** BEGIN Supplied entries **
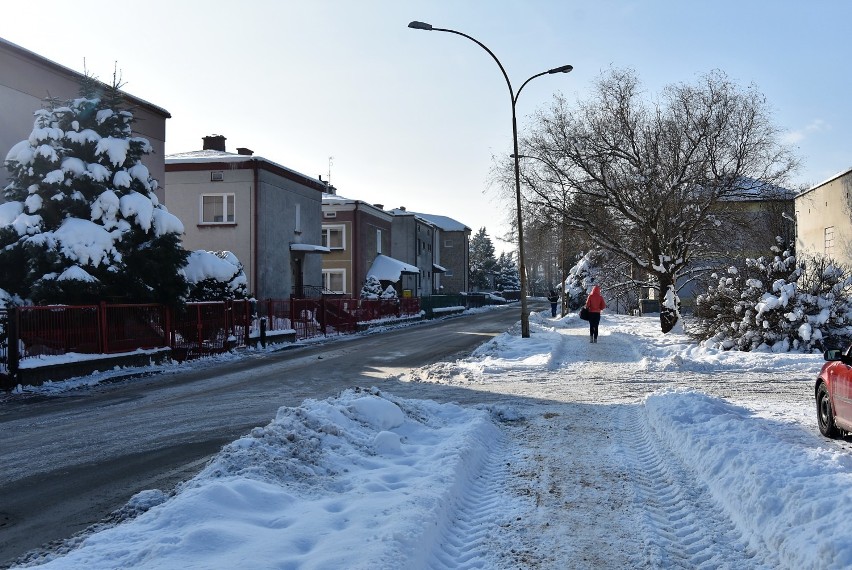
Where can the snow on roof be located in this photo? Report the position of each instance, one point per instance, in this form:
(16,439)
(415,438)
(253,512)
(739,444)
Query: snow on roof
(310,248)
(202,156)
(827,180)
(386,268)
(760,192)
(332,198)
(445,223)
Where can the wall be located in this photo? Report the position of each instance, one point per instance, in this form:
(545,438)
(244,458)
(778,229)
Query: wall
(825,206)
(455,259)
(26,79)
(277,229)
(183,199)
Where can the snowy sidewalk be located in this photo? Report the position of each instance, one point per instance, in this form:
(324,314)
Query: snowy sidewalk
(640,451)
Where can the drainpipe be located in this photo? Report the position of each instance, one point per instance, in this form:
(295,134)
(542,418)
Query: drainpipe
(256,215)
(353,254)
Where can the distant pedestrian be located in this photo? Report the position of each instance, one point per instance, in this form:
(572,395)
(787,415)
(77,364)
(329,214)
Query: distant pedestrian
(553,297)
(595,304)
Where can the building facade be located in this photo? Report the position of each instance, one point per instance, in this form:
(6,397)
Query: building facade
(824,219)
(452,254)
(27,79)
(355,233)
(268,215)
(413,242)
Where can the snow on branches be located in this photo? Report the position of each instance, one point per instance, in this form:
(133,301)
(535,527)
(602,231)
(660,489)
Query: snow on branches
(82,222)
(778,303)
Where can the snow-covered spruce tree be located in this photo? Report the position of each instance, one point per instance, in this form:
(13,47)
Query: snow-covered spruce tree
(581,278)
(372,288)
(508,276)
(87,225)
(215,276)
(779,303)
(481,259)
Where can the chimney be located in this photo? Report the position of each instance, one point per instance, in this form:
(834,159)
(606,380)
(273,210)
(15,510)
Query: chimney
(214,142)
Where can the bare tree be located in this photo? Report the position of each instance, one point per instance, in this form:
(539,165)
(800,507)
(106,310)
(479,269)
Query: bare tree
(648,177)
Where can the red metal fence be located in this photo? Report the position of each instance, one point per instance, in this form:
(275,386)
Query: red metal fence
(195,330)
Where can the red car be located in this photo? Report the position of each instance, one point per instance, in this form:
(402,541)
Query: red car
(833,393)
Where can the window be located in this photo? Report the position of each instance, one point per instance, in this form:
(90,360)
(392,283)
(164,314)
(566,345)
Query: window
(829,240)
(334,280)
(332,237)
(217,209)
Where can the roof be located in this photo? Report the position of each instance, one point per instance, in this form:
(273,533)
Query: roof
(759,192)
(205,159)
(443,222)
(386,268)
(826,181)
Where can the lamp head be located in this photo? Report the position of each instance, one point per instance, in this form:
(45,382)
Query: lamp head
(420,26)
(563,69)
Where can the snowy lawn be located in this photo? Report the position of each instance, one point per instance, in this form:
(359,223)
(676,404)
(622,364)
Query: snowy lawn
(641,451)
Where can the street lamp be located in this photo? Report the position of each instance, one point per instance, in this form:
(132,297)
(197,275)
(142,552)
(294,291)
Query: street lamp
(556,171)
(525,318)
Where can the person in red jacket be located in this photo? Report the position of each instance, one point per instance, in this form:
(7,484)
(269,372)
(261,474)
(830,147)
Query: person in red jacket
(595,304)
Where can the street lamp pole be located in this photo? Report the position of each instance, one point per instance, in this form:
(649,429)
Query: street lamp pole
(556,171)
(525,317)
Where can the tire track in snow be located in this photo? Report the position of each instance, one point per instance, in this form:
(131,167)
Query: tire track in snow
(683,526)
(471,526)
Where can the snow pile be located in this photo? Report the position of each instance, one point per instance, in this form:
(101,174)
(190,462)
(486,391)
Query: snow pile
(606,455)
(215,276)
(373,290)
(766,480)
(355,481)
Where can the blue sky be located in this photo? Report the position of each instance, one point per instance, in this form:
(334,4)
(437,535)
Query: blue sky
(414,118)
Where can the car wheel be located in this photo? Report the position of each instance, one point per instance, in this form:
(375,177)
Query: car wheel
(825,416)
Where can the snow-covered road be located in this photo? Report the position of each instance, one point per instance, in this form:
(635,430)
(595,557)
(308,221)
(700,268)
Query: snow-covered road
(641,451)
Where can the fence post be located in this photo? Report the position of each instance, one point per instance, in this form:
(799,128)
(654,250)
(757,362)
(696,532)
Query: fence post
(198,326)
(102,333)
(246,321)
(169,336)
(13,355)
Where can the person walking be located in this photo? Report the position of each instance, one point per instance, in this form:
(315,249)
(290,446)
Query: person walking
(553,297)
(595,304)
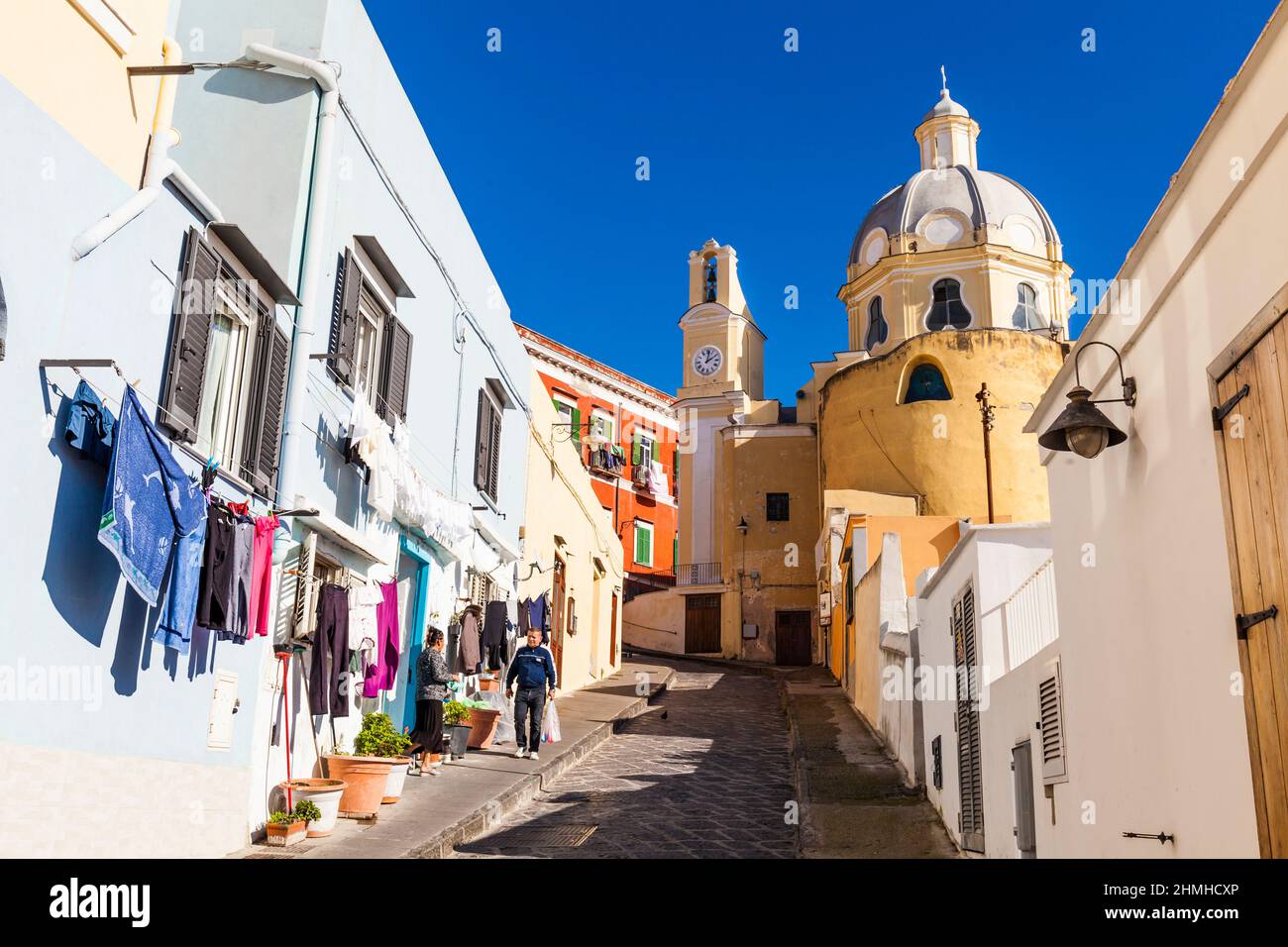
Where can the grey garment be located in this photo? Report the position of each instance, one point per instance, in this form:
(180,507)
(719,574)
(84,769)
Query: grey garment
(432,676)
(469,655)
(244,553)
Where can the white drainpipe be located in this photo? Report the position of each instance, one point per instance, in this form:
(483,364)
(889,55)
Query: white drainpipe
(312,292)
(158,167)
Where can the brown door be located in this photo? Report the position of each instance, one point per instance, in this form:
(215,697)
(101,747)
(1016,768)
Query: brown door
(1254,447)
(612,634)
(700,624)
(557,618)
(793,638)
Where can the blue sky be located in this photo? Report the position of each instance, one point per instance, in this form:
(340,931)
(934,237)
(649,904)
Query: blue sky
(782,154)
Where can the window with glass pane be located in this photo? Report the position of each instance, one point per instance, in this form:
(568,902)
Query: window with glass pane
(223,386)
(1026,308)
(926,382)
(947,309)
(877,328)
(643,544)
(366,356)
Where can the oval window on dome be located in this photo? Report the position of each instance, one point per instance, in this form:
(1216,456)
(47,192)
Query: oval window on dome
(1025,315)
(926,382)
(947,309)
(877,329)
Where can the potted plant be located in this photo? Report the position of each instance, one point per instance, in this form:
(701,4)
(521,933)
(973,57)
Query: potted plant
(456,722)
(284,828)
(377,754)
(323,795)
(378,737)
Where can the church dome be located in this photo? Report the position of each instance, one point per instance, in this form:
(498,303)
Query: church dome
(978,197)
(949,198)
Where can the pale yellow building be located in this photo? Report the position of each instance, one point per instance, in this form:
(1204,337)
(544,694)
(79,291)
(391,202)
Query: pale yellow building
** END Supplied entries **
Exercise instructions:
Copy all of the data above word for word, leaving out the pictures.

Exercise result:
Where can the snow on roof be located in this photo? Report the position of each instance, one point per instance, in this form:
(16,439)
(415,438)
(253,512)
(739,444)
Query: snow on roof
(310,248)
(202,156)
(827,180)
(386,268)
(760,192)
(332,198)
(445,223)
Where can the wall be located in this photo? Report the position of each instance, one point per instance, in this form:
(545,438)
(244,458)
(778,229)
Query: wall
(825,206)
(455,259)
(26,79)
(277,229)
(183,199)
Where can the snowy sidewalk be located in this photo? Report the position of each instance, one point per instance, in this form:
(324,314)
Query: snowy sidewalk
(640,451)
Where can the drainpipe be located in this photo? Report the position of each instance, one point per instance, in this form:
(295,134)
(542,418)
Query: drainpipe
(256,215)
(353,254)
Where can the distant pedestrian be located in this photo? Report the position of each instance, one point per instance, in this form:
(572,395)
(787,415)
(77,364)
(329,214)
Query: distant pedestrian
(553,297)
(595,304)
Where can the building facade be located in this photo? Report the position of each instance, one point per instance, in this form:
(6,397)
Query: building facade
(824,219)
(452,254)
(27,79)
(355,233)
(268,215)
(413,242)
Where can the snow on branches be located in this photo? Report the position of each instance, one point per instance, in this form:
(133,301)
(535,527)
(602,231)
(660,489)
Query: snow on branches
(82,222)
(778,303)
Where can the snow-covered spruce tree be located in this photo? Report the position of each instance, one point per instance, in this form:
(13,47)
Query: snow-covered spruce tree
(581,278)
(372,288)
(508,276)
(87,225)
(215,276)
(779,303)
(481,259)
Where can the chimney be located in this photo? Report the position of each instance, one point per instance, in this form:
(834,159)
(606,380)
(273,210)
(15,510)
Query: chimney
(214,142)
Where can the bare tree be located in this photo? Report the position of each instance, one point per instance, in this form:
(539,165)
(800,507)
(106,310)
(479,269)
Query: bare tree
(648,177)
Where can the red metal fence be located in this photo? Report the position of each instance, one point per instance, in this form:
(275,386)
Query: red metal fence
(195,330)
Where can the red car be located in this photo? Report the position of each instance, one point per instance, in this form:
(402,541)
Query: red car
(833,393)
Where can the window be located in this photo? Report the position of each instance, one point per instance, in this form:
(90,360)
(392,283)
(164,314)
(566,345)
Query: window
(829,240)
(334,280)
(332,237)
(217,209)
Where can the roof be located in this photo? Report the position of each instance, one point per instance, in this form:
(273,533)
Query: roof
(759,192)
(205,159)
(443,222)
(386,268)
(826,181)
Where can the lamp head be located in this photo? Report the position of each instance, one point per instance, in this form:
(45,382)
Query: lamp head
(420,26)
(563,69)
Where can the snowy lawn be located in this photo? Report the position of each instance, one point per instance, in this form:
(359,223)
(676,404)
(622,364)
Query: snowy lawn
(641,451)
Where can the street lamp be located in this photo? Report the position of each instance, one point per instance, in this form:
(132,297)
(197,275)
(142,552)
(294,291)
Query: street lamp
(556,171)
(525,318)
Where can the person in red jacket be located in this photo? Report the position of each instance, one point per instance, in this form:
(7,484)
(269,372)
(261,474)
(830,147)
Query: person in red jacket
(595,304)
Where can the street lamp pole be located in this photo? Report the position of each instance, one point per instance, in this form:
(649,429)
Query: street lamp pole
(556,171)
(525,317)
Where can the tire track in snow be located in this photo? Report the position of each instance, one point per instance, in this form:
(131,167)
Query: tire track in snow
(683,526)
(471,526)
Where can the snow pile be located in this photo? Report the position of each instance, one point per instance, in this form:
(101,174)
(190,462)
(486,391)
Query: snow pile
(606,455)
(215,276)
(373,290)
(766,480)
(355,481)
Where can the blue sky be located in this photo? Report the position of each instance, one point per instance, in this form:
(334,4)
(437,535)
Query: blue sky
(414,118)
Where can the car wheel be located in this photo? Report the position of each instance, one point per instance, in this form:
(375,177)
Query: car wheel
(825,416)
Where can the snow-covered road be located in this photo? Report the position of each instance, one point per instance, in this form:
(635,430)
(595,557)
(308,221)
(700,268)
Query: snow-covered road
(641,451)
Where can the fence post be located in this photo? Report the position of each instance, one point per instance, in this form:
(799,128)
(654,250)
(757,362)
(696,532)
Query: fence post
(198,326)
(102,333)
(246,321)
(169,336)
(13,355)
Where can the person walking be located in this photo? Report the position of each instance, one point per instance, in this form:
(315,249)
(290,446)
Query: person walking
(553,297)
(595,304)
Where can the grey garment be located in this photo? Report the position of each instance, one point per instance, in this form:
(180,507)
(719,574)
(84,769)
Query: grey garment
(432,676)
(469,655)
(244,553)
Where can the white drainpipe be located in this photo? Report the position of each instance, one point per instance, in this form:
(483,364)
(889,55)
Query: white drainpipe
(312,292)
(158,167)
Where can the brown door be located in this photo? Report the position of each instance, one point per instance, in this form:
(215,697)
(101,747)
(1016,768)
Query: brown door
(1254,447)
(612,634)
(700,624)
(557,618)
(793,638)
Where can the blue sky be located in this photo? Report the position of each instance, one point per instance, in this form:
(340,931)
(934,237)
(649,904)
Query: blue sky
(782,154)
Where can the window with glass pane be located in this photo? Report the position of each instance, one point per instance, in this form:
(568,902)
Query: window with glass pane
(223,386)
(1026,308)
(926,382)
(947,309)
(877,328)
(643,544)
(366,356)
Where can the oval window on dome be located in this photo? Report the position of each instance, one point per instance, in this form:
(1216,456)
(47,192)
Query: oval window on dome
(1025,315)
(926,382)
(947,309)
(877,329)
Where can the potted plant be located in this photo? Report the position of each instance, one point per instance, in this form:
(701,4)
(521,933)
(973,57)
Query: potted plant
(456,722)
(284,828)
(377,754)
(323,795)
(378,737)
Where can the church dome be located in this photo? Report the position of each instance, one point per instance, in this form:
(498,303)
Query: church dome
(978,197)
(949,198)
Where can the pale yellow building be located in this photo? Report the position of each instance, one point per instance, in this form:
(1204,337)
(544,694)
(79,291)
(391,202)
Query: pale yellow building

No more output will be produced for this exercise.